### Instruction
Transcribe the lines below verbatim, skipping the images.

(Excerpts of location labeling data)
════
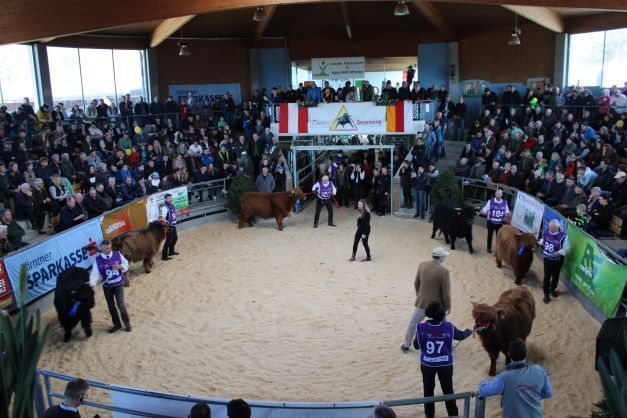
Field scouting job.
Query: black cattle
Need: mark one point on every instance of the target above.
(73, 300)
(454, 223)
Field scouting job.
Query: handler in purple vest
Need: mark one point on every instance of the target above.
(495, 210)
(325, 191)
(555, 245)
(110, 267)
(434, 338)
(168, 214)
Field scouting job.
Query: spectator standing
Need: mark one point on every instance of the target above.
(168, 214)
(74, 395)
(434, 339)
(522, 386)
(432, 284)
(496, 211)
(110, 267)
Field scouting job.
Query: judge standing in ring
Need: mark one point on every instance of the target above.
(110, 267)
(168, 214)
(325, 191)
(363, 230)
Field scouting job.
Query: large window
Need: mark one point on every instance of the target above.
(79, 75)
(17, 76)
(598, 58)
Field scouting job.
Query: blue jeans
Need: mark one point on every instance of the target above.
(420, 202)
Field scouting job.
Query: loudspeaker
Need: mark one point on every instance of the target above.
(611, 337)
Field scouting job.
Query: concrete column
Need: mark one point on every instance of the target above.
(560, 73)
(42, 74)
(453, 68)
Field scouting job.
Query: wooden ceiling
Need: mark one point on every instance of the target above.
(35, 20)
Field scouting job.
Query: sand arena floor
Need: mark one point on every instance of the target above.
(283, 316)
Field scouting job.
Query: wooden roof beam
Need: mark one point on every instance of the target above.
(540, 15)
(167, 28)
(261, 27)
(437, 19)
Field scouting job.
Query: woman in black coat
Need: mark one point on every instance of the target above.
(363, 229)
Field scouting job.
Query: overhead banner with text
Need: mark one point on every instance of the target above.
(528, 212)
(202, 92)
(345, 119)
(599, 279)
(46, 261)
(343, 67)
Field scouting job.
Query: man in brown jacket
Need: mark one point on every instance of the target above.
(432, 285)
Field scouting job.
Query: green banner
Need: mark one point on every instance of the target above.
(601, 280)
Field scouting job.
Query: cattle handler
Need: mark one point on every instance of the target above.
(168, 214)
(110, 267)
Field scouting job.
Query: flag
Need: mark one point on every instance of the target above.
(399, 117)
(293, 119)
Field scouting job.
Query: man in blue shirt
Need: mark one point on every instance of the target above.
(521, 386)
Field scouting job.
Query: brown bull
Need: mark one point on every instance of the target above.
(141, 245)
(512, 316)
(267, 205)
(516, 249)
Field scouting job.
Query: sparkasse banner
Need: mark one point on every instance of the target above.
(76, 247)
(343, 67)
(202, 92)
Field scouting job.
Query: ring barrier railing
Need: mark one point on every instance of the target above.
(46, 394)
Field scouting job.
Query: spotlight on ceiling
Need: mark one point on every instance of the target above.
(514, 39)
(184, 51)
(260, 15)
(401, 9)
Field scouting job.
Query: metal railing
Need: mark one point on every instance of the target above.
(49, 394)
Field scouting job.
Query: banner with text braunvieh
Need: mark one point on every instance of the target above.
(202, 92)
(128, 218)
(343, 67)
(180, 201)
(45, 261)
(599, 279)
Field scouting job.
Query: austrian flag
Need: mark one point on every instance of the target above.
(293, 119)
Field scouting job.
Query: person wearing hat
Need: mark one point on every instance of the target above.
(432, 284)
(434, 339)
(168, 214)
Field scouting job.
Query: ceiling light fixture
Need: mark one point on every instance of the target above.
(184, 47)
(260, 15)
(514, 39)
(401, 9)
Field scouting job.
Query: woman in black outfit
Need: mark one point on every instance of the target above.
(363, 229)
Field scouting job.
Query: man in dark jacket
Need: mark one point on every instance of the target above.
(70, 215)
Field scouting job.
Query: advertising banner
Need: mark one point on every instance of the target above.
(598, 278)
(180, 201)
(344, 67)
(345, 119)
(180, 408)
(7, 300)
(46, 261)
(128, 218)
(527, 215)
(202, 92)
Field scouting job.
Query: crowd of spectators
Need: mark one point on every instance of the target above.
(75, 165)
(567, 150)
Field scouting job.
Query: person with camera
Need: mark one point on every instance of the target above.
(73, 397)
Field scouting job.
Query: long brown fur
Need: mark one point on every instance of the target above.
(267, 205)
(509, 241)
(141, 245)
(512, 316)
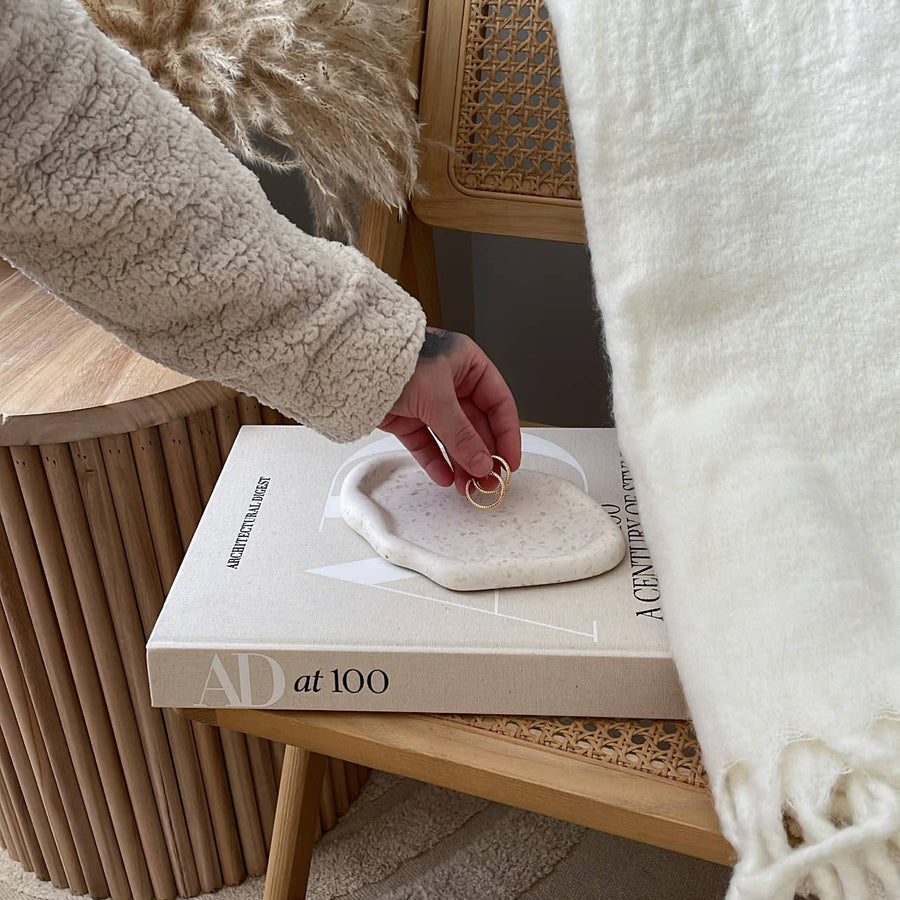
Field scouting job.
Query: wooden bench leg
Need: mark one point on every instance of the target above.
(296, 816)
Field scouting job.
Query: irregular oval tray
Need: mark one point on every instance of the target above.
(546, 530)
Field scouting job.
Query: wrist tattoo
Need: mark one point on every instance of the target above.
(437, 343)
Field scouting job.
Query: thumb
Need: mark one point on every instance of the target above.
(463, 443)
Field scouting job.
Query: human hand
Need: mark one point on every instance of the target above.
(457, 392)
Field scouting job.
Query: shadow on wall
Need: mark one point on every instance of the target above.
(528, 303)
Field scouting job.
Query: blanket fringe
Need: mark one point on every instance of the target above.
(823, 821)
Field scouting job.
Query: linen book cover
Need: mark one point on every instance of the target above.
(279, 604)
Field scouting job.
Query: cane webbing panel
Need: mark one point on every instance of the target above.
(512, 131)
(660, 747)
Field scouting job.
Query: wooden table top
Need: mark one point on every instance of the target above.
(62, 377)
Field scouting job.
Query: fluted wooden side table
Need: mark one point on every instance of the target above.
(106, 462)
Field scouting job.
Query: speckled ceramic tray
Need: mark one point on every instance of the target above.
(546, 530)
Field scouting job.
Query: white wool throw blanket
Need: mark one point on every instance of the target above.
(739, 171)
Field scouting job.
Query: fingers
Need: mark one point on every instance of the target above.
(492, 395)
(480, 421)
(420, 442)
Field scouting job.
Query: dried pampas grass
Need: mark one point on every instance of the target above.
(315, 85)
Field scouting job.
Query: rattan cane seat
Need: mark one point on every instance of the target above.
(497, 152)
(512, 133)
(661, 747)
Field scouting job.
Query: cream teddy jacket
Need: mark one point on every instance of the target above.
(118, 200)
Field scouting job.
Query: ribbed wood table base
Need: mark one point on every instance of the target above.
(100, 792)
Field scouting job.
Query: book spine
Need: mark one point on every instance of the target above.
(448, 682)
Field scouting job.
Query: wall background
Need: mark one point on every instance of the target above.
(528, 303)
════
### Task response
Field scouting job.
Query: black cattle
Need: mark one point on every instance of the target above.
(73, 300)
(454, 223)
Field scouting job.
Query: handler in purple vest
Need: mark one point on every instance of the target above.
(495, 210)
(325, 191)
(555, 245)
(110, 267)
(434, 338)
(168, 214)
Field scouting job.
Query: spectator standing
Need: mark one point on every instance of the target above.
(168, 214)
(74, 395)
(434, 339)
(522, 386)
(432, 284)
(496, 211)
(110, 267)
Field scouting job.
Query: judge standing in ring
Need: mark one point on every instance of the target above.
(110, 267)
(168, 214)
(325, 191)
(363, 230)
Field scouting job.
Query: large window
Need: mark one point on every instance of the target above.
(79, 75)
(17, 76)
(598, 58)
Field scouting job.
Query: blue jeans
Need: mark one point on every instance of the target above.
(420, 202)
Field scouting job.
Query: loudspeaker
Need: mark one point on every instance of the target above.
(611, 337)
Field scouting job.
Query: concrete column
Need: mark one point on every instance of the target above.
(560, 73)
(42, 74)
(453, 68)
Field scouting job.
Query: wooden ceiling
Need: mark one point on every instance of the target above.
(35, 20)
Field scouting job.
Query: sand arena floor
Need: mark one point on every instance of the target above.
(283, 316)
Field scouting job.
Query: wooden roof beam
Need: mark one point on every instance of the target above.
(540, 15)
(167, 28)
(261, 27)
(437, 19)
Field scouting job.
Query: woman in black coat
Need: mark one point on every instance of the target above.
(363, 229)
Field scouting job.
Query: overhead banner with text
Need: mark one point on every instance of the target above.
(528, 212)
(202, 92)
(345, 119)
(599, 279)
(46, 261)
(343, 67)
Field scouting job.
Query: man in brown jacket
Need: mark one point on every instance of the target above.
(432, 285)
Field scouting job.
Query: green banner
Need: mark one point on every instance of the target above.
(601, 280)
Field scouting job.
Query: cattle handler
Need: mark one point on every instance of the target above.
(168, 214)
(110, 267)
Field scouting job.
Query: flag
Need: mark one point on every instance of the target above.
(399, 117)
(293, 119)
Field scouting job.
Query: man in blue shirt
Need: mark one point on every instance of the target above.
(521, 386)
Field scouting job.
Query: brown bull
Need: mark one point on every instance of the target above.
(141, 245)
(512, 316)
(267, 205)
(516, 249)
Field scouting job.
Query: sparkasse banner
Need: mark one point on every instance of the target above.
(76, 247)
(343, 67)
(202, 92)
Field scouting job.
Query: ring barrier railing
Need: mark one point on every instance of the target above.
(46, 394)
Field scouting job.
Query: spotlight on ceiling
Need: mark one point on every instance of the target above.
(514, 39)
(184, 51)
(260, 15)
(401, 9)
Field scouting job.
Query: metal railing
Need: mark one point on every instance of the target above.
(49, 394)
Field scouting job.
Query: banner with text braunvieh
Need: mark one point on every instance of the target above.
(202, 92)
(128, 218)
(343, 67)
(180, 201)
(45, 261)
(599, 279)
Field scouting job.
Query: austrian flag
Need: mark one point on every instance of the target above.
(293, 119)
Field scouting job.
Query: person wearing hat
Need: mark one point on every instance of the target above.
(432, 284)
(434, 339)
(168, 214)
Field scouting job.
Query: ceiling light fixture
Need: mark one point on every instance of the target above.
(184, 47)
(260, 15)
(514, 39)
(401, 9)
Field scouting job.
Query: woman in black outfit
Need: mark one point on every instance of the target above.
(363, 229)
Field scouting job.
Query: man in dark jacket
Need: mark one point on every instance of the target above.
(70, 215)
Field scouting job.
Query: advertising banner
Need: mark one point on every instance of the target above.
(598, 278)
(180, 201)
(344, 67)
(345, 119)
(180, 408)
(7, 300)
(46, 261)
(128, 218)
(527, 215)
(202, 92)
Field scouting job.
Query: crowd of spectators
Need: mark one point on every instance of the target above.
(75, 165)
(567, 150)
Field scouting job.
Query: person with camera
Need: mark one point on every instance of the target above.
(73, 397)
Field scouting job.
Query: long brown fur
Need: mark one point on every instance of the target above.
(267, 205)
(509, 241)
(141, 245)
(512, 316)
Field scouting job.
Query: wooden bench leg
Need: mark one point on every instance of the target above.
(296, 816)
Field scouting job.
Query: irregular oval tray
Need: mark one point on every instance of the target above.
(546, 530)
Field scouting job.
Query: wrist tattoo
Need: mark one point on every instance of the target above.
(437, 343)
Field scouting job.
Query: thumb
Need: mark one point on every instance of the target above.
(463, 443)
Field scouting job.
Query: human hand
Need: mark one point on every instance of the target above.
(457, 392)
Field scouting job.
Query: shadow on wall
Need: mark one point on every instance of the target above.
(528, 303)
Field scouting job.
Query: blanket fringe
Need: mark one point on every instance of the target above.
(823, 821)
Field scouting job.
Query: linen book cover
Need: mark one point on every instance of the target above.
(279, 604)
Field scouting job.
Query: cane webbing panel
Need: mark one point on every instance of the target above.
(512, 131)
(660, 747)
Field scouting job.
Query: wooden table top
Need: mark one point on every instance of the target above.
(62, 377)
Field scouting job.
Query: fluted wooden side table
Need: mark one point on every instance of the target above.
(106, 462)
Field scouting job.
Query: speckled ceramic tray
Need: mark one point on every instance of the target above.
(546, 530)
Field scouting job.
Query: white wool throw blanket
Need: mark one point on every instance of the target above.
(739, 171)
Field scouting job.
Query: fingers
Need: mark one point on every instance of the target above.
(492, 395)
(480, 421)
(420, 442)
Field scouting job.
Query: dried pampas grass
Need: mark one point on every instance of the target above.
(315, 85)
Field scouting job.
Query: rattan cane seat
Need: mark one point on every instance of the target above.
(497, 152)
(512, 133)
(661, 747)
Field scouting job.
Query: cream teddy jacket
Need: mark one point on every instance of the target above.
(118, 200)
Field scouting job.
Query: ribbed wood table base
Need: mark one point on every instance of the target above.
(100, 792)
Field scouting job.
Query: book spine
Need: mark one point on every instance of the target above.
(448, 682)
Field scouting job.
Query: wall background
Need: mark one point on every instance of the target above.
(528, 303)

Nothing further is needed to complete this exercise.